AIM OF THE TASK: The entries must be set down again word for word; no pictures belong in the copy.

MATERIAL PROVIDED:
++++++++++
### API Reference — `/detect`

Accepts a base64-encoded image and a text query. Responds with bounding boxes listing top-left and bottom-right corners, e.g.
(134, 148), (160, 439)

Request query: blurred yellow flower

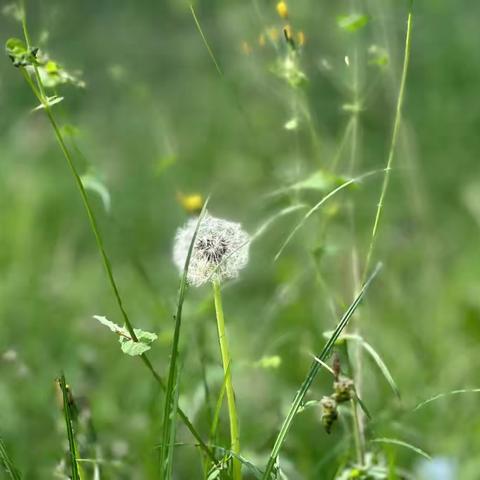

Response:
(241, 41), (252, 55)
(258, 33), (266, 47)
(276, 1), (288, 19)
(297, 30), (306, 46)
(267, 26), (280, 43)
(177, 193), (204, 214)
++++++++++
EXERCISE RESPONSE:
### API Reference — `/detect`

Accepts a base64-encoded image and a text query. Responds with bounding boxes listing top-left and bottom-right corners, e.g.
(134, 148), (160, 439)

Request query: blurred yellow flower


Response:
(241, 41), (252, 55)
(258, 33), (266, 47)
(276, 1), (288, 19)
(297, 30), (306, 46)
(267, 26), (280, 43)
(177, 193), (204, 214)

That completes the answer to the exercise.